**WHAT TO PRODUCE**
Set out the lines from the start of the records through the line holding "xmin=54 ymin=35 xmax=183 ymax=224", inclusive, as a numbered list, leaving out any blank lines.

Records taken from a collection

* begin *

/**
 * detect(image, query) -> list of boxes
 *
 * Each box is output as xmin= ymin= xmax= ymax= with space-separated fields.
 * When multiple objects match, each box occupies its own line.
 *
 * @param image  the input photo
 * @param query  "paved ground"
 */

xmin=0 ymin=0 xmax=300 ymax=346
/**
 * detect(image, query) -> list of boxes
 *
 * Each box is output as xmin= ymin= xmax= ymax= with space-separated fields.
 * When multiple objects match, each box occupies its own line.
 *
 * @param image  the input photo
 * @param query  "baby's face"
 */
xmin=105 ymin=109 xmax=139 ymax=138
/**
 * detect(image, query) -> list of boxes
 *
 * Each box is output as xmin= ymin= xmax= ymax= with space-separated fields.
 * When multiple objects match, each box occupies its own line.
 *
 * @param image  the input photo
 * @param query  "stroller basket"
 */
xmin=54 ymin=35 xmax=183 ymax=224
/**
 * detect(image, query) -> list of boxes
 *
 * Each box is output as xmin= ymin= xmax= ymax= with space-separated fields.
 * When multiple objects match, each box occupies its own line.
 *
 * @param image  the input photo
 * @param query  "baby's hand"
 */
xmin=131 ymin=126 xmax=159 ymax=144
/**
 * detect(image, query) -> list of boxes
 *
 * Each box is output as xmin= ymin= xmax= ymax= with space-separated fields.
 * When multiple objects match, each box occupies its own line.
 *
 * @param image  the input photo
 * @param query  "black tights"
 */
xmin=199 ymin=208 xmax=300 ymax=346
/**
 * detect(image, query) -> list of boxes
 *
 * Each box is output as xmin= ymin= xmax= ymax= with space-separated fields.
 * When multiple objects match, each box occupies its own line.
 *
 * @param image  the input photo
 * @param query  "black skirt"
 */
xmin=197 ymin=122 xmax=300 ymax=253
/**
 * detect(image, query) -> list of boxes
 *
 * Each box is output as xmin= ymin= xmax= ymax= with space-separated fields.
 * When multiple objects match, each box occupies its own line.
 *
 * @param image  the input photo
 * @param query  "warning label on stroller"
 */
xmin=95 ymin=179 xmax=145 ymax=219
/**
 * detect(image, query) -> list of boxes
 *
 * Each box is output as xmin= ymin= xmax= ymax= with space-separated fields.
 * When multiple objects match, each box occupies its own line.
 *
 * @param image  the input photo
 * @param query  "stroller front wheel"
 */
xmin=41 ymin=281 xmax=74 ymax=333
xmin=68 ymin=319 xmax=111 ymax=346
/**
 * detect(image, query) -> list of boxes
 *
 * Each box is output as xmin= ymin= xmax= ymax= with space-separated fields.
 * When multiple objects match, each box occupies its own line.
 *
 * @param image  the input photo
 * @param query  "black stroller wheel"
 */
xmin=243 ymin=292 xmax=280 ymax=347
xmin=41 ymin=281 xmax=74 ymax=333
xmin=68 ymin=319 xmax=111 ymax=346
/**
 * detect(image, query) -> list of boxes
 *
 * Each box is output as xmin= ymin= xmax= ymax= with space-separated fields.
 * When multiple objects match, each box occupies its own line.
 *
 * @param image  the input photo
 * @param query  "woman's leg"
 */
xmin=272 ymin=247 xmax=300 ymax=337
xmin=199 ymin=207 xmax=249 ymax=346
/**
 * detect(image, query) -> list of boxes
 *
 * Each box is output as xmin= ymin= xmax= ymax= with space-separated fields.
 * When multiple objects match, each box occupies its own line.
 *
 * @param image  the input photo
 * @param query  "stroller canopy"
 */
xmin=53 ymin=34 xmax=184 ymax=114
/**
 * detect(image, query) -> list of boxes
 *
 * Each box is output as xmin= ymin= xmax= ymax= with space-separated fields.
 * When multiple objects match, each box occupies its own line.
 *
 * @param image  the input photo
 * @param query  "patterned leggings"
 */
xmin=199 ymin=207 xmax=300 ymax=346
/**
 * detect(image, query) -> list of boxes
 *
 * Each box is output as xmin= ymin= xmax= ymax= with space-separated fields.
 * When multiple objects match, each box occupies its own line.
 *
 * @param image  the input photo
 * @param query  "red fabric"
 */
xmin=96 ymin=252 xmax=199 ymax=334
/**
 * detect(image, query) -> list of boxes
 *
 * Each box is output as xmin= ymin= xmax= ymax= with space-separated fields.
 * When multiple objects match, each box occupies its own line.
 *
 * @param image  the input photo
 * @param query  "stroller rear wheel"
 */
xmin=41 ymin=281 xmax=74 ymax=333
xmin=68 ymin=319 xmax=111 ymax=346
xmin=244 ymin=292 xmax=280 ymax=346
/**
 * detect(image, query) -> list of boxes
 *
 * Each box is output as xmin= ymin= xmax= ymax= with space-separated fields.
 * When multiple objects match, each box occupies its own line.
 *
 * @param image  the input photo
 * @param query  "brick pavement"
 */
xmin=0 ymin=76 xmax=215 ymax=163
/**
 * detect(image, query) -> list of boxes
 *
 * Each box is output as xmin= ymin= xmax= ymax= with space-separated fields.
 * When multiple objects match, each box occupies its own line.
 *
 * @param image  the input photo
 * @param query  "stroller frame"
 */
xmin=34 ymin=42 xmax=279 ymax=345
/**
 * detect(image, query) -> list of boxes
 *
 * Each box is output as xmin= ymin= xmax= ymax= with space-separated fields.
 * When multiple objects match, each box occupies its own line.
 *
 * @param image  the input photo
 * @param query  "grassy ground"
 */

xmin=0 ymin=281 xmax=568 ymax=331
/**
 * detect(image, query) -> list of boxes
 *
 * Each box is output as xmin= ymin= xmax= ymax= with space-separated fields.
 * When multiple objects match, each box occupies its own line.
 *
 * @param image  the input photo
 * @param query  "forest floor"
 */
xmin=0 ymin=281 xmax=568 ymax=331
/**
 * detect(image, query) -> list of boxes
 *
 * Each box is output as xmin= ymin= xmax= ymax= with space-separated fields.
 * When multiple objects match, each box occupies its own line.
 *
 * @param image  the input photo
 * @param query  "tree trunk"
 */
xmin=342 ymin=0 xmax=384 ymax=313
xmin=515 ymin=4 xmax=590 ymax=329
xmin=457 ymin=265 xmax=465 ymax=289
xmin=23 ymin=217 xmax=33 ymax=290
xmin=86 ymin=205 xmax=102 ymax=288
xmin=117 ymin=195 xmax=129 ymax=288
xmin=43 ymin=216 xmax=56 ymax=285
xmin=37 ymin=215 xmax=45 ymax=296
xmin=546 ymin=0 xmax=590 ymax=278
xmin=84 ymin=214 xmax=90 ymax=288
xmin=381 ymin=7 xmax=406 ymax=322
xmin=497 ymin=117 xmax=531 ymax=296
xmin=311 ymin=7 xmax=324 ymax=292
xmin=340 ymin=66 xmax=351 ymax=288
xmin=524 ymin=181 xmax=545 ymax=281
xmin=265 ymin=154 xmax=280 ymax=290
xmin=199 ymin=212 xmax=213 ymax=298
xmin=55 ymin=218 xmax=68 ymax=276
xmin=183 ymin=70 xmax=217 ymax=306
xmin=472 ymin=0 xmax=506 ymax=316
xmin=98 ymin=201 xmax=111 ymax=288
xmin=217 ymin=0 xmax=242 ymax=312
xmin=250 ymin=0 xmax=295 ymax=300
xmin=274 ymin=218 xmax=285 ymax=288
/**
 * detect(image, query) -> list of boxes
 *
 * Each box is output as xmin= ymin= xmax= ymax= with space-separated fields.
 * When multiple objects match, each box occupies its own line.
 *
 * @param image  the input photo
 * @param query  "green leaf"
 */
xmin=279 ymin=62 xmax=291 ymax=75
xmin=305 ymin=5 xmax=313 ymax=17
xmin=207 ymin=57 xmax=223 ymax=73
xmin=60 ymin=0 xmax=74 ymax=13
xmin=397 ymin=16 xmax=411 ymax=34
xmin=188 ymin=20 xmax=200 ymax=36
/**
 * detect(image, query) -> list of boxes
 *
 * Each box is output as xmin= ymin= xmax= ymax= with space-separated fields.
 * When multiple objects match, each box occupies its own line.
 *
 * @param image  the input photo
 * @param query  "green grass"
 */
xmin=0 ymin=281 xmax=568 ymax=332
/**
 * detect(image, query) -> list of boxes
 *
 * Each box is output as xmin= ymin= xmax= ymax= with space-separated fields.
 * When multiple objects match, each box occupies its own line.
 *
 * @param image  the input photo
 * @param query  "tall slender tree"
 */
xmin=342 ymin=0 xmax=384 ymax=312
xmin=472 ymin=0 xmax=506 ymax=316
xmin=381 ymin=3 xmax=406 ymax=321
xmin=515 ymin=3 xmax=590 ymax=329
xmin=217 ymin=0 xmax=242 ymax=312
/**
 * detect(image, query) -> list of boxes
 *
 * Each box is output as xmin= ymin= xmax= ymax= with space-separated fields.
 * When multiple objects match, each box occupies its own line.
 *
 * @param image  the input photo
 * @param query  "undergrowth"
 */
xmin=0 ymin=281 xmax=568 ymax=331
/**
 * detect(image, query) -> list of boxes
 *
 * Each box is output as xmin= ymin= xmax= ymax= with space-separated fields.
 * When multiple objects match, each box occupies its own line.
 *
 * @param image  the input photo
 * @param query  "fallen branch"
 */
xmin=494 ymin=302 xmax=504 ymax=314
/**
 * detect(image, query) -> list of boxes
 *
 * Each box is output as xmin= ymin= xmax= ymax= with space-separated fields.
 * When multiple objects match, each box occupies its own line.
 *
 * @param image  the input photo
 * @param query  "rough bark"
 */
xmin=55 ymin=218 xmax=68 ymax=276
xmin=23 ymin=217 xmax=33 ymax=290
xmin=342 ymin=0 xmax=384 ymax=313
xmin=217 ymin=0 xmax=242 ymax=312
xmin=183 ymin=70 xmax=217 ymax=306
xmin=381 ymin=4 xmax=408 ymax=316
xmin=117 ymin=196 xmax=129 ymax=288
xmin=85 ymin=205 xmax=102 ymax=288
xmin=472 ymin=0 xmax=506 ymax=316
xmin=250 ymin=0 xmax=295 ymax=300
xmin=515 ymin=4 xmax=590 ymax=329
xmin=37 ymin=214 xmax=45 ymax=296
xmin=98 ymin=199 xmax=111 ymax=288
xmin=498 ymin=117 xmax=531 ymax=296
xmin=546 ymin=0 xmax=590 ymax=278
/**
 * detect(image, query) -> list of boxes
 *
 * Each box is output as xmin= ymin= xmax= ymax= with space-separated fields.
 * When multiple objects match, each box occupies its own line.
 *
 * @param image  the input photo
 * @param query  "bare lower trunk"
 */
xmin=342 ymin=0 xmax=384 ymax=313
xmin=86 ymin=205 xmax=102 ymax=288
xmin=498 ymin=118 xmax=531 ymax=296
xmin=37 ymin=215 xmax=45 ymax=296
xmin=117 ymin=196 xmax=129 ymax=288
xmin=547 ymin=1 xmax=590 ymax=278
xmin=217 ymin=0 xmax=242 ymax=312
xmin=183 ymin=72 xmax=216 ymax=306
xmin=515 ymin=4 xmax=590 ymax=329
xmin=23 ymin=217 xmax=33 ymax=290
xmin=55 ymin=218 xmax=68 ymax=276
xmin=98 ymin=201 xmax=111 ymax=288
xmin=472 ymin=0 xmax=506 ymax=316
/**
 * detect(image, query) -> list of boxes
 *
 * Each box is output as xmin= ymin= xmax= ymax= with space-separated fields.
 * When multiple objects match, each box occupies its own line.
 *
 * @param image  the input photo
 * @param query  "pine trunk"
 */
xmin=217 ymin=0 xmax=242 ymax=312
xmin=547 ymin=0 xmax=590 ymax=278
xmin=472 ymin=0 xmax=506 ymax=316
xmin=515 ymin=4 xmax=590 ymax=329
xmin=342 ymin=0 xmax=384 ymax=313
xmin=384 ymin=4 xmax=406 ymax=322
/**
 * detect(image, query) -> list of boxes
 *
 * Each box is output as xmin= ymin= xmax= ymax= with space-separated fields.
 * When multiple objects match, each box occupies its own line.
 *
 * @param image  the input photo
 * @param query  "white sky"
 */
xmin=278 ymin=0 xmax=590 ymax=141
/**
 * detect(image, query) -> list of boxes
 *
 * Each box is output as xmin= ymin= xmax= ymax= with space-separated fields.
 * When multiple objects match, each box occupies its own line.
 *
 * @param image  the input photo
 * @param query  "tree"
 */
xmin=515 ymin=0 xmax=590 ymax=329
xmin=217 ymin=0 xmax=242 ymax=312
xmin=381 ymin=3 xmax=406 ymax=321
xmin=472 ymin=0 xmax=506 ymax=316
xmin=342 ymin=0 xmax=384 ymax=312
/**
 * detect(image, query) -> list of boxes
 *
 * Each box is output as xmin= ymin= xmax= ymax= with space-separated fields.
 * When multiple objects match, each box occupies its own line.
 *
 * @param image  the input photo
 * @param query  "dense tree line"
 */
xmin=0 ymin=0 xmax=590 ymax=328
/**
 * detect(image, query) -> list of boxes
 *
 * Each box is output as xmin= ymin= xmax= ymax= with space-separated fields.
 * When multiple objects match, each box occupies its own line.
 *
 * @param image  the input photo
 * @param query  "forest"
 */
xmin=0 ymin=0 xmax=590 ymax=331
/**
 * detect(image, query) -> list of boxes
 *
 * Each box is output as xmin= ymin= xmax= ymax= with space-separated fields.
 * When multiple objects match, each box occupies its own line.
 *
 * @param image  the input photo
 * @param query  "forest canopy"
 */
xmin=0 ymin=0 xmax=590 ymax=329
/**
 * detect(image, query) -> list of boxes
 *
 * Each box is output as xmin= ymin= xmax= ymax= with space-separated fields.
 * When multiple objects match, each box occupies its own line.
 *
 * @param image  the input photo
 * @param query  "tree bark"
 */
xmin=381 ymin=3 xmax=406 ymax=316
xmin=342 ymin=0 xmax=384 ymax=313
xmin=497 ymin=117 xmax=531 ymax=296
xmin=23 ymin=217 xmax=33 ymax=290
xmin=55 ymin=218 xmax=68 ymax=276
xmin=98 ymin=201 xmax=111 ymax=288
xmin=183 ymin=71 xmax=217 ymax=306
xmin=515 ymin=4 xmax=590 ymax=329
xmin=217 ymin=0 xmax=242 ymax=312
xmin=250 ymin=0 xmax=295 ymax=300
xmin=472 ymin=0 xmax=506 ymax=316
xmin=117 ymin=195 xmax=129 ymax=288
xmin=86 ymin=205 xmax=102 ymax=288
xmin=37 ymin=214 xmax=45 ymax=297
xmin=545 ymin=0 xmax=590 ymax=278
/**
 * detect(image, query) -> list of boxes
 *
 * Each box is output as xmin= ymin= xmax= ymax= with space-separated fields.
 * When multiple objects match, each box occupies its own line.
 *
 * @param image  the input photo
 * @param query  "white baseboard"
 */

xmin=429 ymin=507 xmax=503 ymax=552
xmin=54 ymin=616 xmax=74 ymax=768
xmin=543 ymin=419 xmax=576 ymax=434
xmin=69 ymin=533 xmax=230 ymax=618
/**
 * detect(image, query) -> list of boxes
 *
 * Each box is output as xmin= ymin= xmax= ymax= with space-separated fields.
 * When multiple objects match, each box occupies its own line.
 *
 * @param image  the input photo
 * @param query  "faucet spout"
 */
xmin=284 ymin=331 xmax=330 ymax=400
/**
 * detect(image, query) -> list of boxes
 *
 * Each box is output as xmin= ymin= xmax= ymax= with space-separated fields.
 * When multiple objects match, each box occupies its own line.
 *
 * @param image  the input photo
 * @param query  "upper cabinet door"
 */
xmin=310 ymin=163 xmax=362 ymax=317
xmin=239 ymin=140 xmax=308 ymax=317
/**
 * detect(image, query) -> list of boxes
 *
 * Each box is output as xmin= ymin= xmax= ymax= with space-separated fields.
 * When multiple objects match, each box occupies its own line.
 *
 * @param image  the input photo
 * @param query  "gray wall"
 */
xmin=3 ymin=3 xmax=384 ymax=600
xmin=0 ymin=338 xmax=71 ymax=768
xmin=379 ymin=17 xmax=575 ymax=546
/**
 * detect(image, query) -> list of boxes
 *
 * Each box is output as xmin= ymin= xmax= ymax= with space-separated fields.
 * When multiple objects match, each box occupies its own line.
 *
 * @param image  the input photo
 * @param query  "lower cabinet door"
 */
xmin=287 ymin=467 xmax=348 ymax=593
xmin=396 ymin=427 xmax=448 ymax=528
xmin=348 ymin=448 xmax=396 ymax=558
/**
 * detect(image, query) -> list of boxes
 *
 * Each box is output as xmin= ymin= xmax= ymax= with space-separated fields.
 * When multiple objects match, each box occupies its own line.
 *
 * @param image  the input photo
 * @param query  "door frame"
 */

* end *

**CORRECT OUTPUT**
1. /**
2.  * detect(image, query) -> list of boxes
3.  *
4.  * Each box is output as xmin= ymin= xmax= ymax= with space-separated fields.
5.  * When multiple objects match, each box occupies its own line.
6.  *
7.  * @param image  the input photo
8.  * @param query  "paved ground"
9.  */
10. xmin=0 ymin=0 xmax=300 ymax=346
11. /**
12.  * detect(image, query) -> list of boxes
13.  *
14.  * Each box is output as xmin= ymin= xmax= ymax= with space-separated fields.
15.  * When multiple objects match, each box occupies its own line.
16.  *
17.  * @param image  the input photo
18.  * @param query  "baby's face"
19.  */
20. xmin=105 ymin=109 xmax=139 ymax=138
21. /**
22.  * detect(image, query) -> list of boxes
23.  *
24.  * Each box is output as xmin= ymin= xmax= ymax= with space-separated fields.
25.  * When multiple objects match, each box occupies its own line.
26.  *
27.  * @param image  the input photo
28.  * @param query  "stroller basket"
29.  */
30. xmin=54 ymin=35 xmax=183 ymax=224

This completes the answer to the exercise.